START

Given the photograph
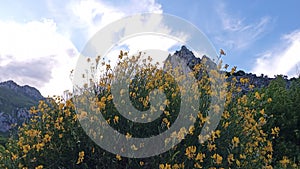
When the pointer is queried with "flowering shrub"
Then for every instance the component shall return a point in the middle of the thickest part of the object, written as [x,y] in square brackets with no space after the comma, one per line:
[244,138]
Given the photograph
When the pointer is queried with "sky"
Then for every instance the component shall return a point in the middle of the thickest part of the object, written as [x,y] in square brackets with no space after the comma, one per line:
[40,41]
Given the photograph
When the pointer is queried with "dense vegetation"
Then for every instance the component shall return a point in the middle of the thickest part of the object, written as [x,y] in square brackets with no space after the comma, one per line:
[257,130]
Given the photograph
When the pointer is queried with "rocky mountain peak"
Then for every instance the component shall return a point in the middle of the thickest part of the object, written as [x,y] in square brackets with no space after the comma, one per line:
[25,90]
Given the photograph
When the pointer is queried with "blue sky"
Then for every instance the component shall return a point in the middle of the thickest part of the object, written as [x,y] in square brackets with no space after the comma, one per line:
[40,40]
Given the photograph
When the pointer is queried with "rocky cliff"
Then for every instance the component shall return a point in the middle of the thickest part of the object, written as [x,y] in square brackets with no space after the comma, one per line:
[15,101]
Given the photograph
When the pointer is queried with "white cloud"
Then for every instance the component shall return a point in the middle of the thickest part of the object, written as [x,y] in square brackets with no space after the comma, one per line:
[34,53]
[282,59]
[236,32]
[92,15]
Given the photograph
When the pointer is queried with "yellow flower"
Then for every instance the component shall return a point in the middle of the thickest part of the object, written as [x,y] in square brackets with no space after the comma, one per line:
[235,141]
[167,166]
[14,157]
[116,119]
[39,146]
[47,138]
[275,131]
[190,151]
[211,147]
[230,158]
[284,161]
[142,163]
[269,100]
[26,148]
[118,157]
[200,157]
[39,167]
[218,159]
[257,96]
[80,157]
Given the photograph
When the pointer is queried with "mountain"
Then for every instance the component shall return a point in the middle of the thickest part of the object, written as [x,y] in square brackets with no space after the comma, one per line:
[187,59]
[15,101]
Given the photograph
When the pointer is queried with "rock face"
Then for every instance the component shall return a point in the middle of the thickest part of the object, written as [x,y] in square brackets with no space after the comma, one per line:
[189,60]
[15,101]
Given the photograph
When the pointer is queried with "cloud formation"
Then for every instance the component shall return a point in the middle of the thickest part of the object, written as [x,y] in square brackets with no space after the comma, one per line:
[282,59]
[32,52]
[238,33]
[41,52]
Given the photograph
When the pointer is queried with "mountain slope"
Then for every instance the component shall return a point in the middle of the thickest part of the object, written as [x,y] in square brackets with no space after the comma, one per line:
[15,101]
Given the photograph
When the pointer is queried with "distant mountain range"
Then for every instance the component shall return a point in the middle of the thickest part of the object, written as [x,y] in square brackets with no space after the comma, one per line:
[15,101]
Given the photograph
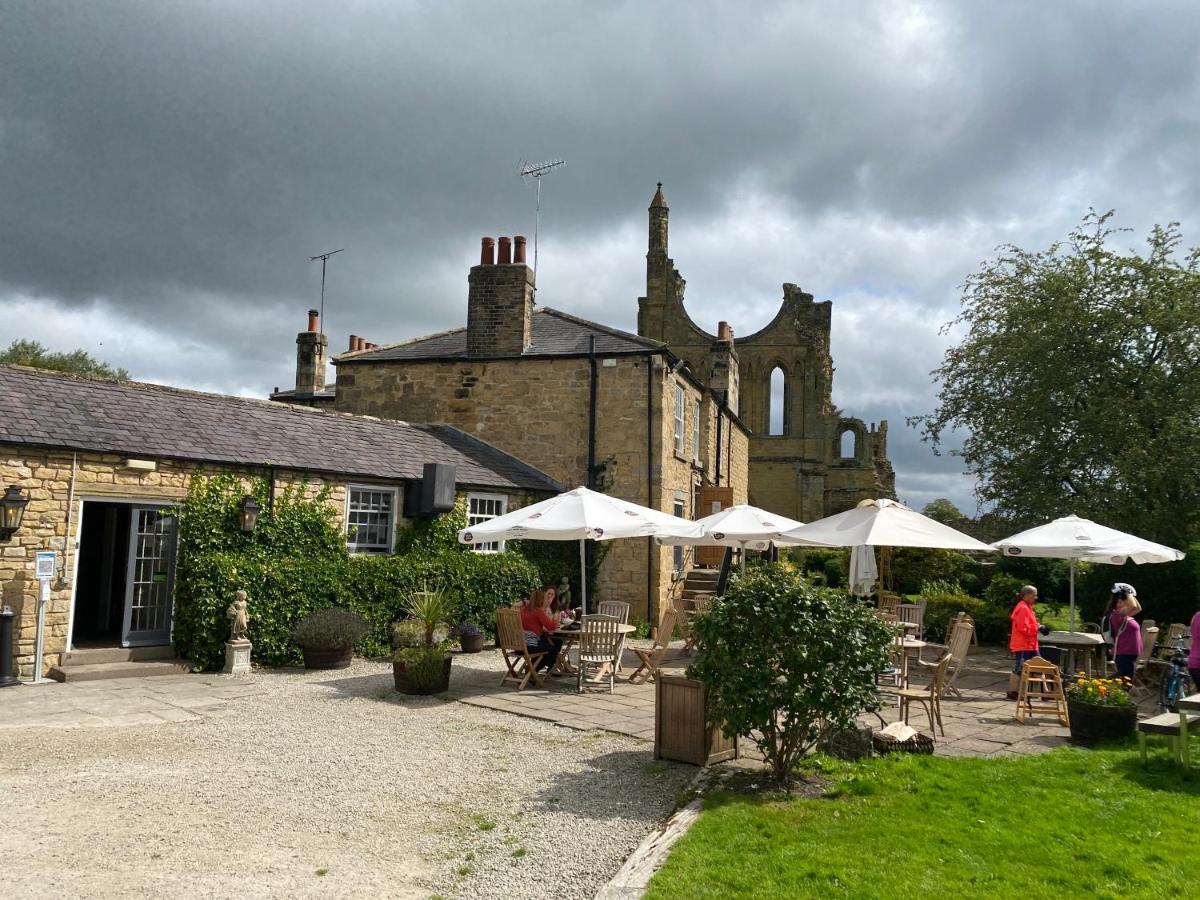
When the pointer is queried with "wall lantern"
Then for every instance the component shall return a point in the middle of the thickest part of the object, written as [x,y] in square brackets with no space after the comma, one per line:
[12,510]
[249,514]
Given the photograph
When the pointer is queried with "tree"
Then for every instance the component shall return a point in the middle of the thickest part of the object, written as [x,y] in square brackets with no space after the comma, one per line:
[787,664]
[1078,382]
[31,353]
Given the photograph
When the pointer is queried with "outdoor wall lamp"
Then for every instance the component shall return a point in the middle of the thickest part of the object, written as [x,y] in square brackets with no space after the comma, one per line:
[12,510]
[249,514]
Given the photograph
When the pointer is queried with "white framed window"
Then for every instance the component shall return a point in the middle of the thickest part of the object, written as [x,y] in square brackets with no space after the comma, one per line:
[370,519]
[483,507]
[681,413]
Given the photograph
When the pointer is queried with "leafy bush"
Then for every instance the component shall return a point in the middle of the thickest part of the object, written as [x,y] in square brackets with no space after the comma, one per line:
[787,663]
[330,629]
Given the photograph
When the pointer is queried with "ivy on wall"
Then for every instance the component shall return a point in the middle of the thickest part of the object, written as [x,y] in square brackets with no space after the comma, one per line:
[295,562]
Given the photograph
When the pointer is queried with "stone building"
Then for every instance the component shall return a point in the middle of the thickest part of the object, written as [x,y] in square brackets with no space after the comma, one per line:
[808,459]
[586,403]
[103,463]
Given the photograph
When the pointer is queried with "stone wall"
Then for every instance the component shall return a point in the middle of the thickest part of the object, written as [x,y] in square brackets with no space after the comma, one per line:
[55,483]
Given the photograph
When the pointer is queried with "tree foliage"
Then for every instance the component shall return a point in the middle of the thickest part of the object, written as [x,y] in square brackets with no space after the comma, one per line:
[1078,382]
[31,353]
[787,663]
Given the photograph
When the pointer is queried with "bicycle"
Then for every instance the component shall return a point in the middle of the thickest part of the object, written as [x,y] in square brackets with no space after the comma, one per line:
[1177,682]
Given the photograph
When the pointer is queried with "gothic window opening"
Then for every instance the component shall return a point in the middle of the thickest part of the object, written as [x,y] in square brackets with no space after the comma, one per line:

END

→ **What is asked**: Quote every entry exactly, with the pictures omitted.

→ **The output**:
Given the photograph
When the pointer is queried with "flowering shrub"
Then for every instance the component shall return a point in the middle of the thickest part of the object, written as [x,y] in square brackets with no space after the comma, one per line:
[244,138]
Given the photograph
When the pointer is queried with "sky"
Then for every instance the component shall return a point in the middle of the thickest part of the object, written as [x,y] in square brackets with no space after the comma, one per line:
[40,41]
Given the photograph
When the pointer is queried with "dense vegetation"
Then for every instance the component shall return a point in the middle of the thickest part of the object, written as [x,y] in square brackets with no space after the comma, one per line:
[257,130]
Given the photograph
When the pointer is queried with "rocky mountain peak"
Then for every instance the component shall return a point in the middle of the thickest part of the object, written as [x,y] in square brackets with no space after the comma, one per line:
[25,90]
Given the photograph
When the pointer is queried with "blue sky"
Then for every instance the component shall return a point in the middle of the thickest part of the object, written as [x,y] in square brackets with no space after the comma, one per line:
[40,40]
Given the photograph
When the pointer is queried with "rocky cliff"
Then for every instance the component shall return a point in the middle of the thickest part of the object, written as [x,y] in square brackets with no space after the comma, one per line:
[15,101]
Given the photograph
When the pointer is queried with "white cloud"
Then for every instance the component shall return a point in the middle of the thickest part of the object, written as [x,y] in square brackets with no space after the comma, one per line:
[34,53]
[282,59]
[236,32]
[92,15]
Given the photograph
When the pointer is queried with "yellow flower"
Then for every instance the component shall return a point in the middle of the thickest part of the object, written as [x,y] in square brackets with no space after the comma, one per line:
[235,141]
[167,166]
[14,157]
[116,119]
[39,146]
[47,138]
[275,131]
[190,151]
[211,147]
[230,158]
[284,161]
[142,163]
[269,100]
[26,148]
[118,157]
[200,157]
[39,167]
[218,159]
[257,96]
[80,157]
Given the photograph
When the pointer is queried with "mountain"
Then for every instance the component shall return a point in the middle of the thickest part of the object, written as [x,y] in square brackets with no space after the comma, one per line:
[187,59]
[15,101]
Given the photograph
When the pointer is queried with "rock face"
Then for every instance the component shall return a point in the middle of the thickest part of the object, written as [x,y] in square brackets with no space after the comma, one per line:
[189,60]
[15,101]
Given the photograph
When the pointer is queried with "cloud formation"
Then for every instance the component shall return a point in the middle of the thickest part of the object, written as [x,y] in square brackets with no space after the comma, one per line:
[282,59]
[32,52]
[238,33]
[41,52]
Given the photograph
When the pointer is queried with "mountain slope"
Then for every instance the component shall return a point in the middle of the thickest part of the object, written as [x,y] in square brackets with no space after the comma, one per line:
[15,101]
Given the photograph
When the pointer is queried with "distant mountain range"
Then for every instance the component shall return a point in the middle of the thickest part of the object, written as [x,y] in square brackets with no space after the comma, one per line:
[15,101]
Given the photograph
When the pointer is queried with "wall lantern"
Then for every instance the component shall return a point in the middle of the thickest part of the object, written as [x,y] in square brackets with no space after the comma, one per line:
[12,510]
[249,514]
Given the photograph
When the pointer is queried with "tree"
Then for every instance the component shall return a point in the middle of the thickest part of the object, written as [x,y] in square brackets with no space after the comma, one per line:
[787,664]
[1078,382]
[31,353]
Given the photograph
When the pointer is queried with "outdoor wall lamp"
Then for every instance the component shall return a point in the middle of the thickest part of the object, written as [x,y] in square brackets with no space after the comma, one per line:
[12,510]
[249,514]
Given the photograph
When the pointer is queried with "white framed window"
Then for every instance the component shall return a point in the middle of the thickest part of the object, written as [x,y] in square brackets with no space after the comma, one per line:
[370,519]
[483,507]
[681,413]
Given the photograph
When the pointer is queried with "leafy bush"
Then for every instance the component shall return a point in the middle of the thickest part of the object, written as [x,y] in square brackets with no space after the comma, one per line:
[787,663]
[330,629]
Given the photograph
When the pointer is queried with "ivy on wall"
Then for every instance the component shall return a point in the middle of the thickest part of the object, written as [x,y] in square brackets with no space after the comma, one per line:
[295,562]
Given the photograph
When the pointer is queried with "stone building"
Then for every instance the component shall return a point in the middle of the thickest part of the object, written as [x,y] in square brackets with no space after the comma, one per line:
[808,459]
[586,403]
[103,463]
Given the photograph
When the pointer is queried with "stone wall"
Then for every instance the component shall return a point in the middle of the thickest part of the object, written as [x,y] in square brackets with no space after the comma, one per line:
[55,483]
Given the photograph
When the pointer is queried with "tree foliage"
Then for every instance the component shall return a point in the middle of the thickest part of the object, written as [x,y] in square brackets with no space after the comma, one per line:
[1078,382]
[31,353]
[787,663]
Given the photograph
When the pointer is queried with "bicycle"
Then for every instance the component shall return a point in the middle of the thickest part of the object, written as [x,y] in square brackets with no space after the comma, one per line:
[1177,682]
Given the photograph
When the pointer is queried with "gothic window opening"
Then for every instance the component shall return a point in the middle of the thickest part of the object, written as [x,y] in square brackets with no space after the comma, one per line:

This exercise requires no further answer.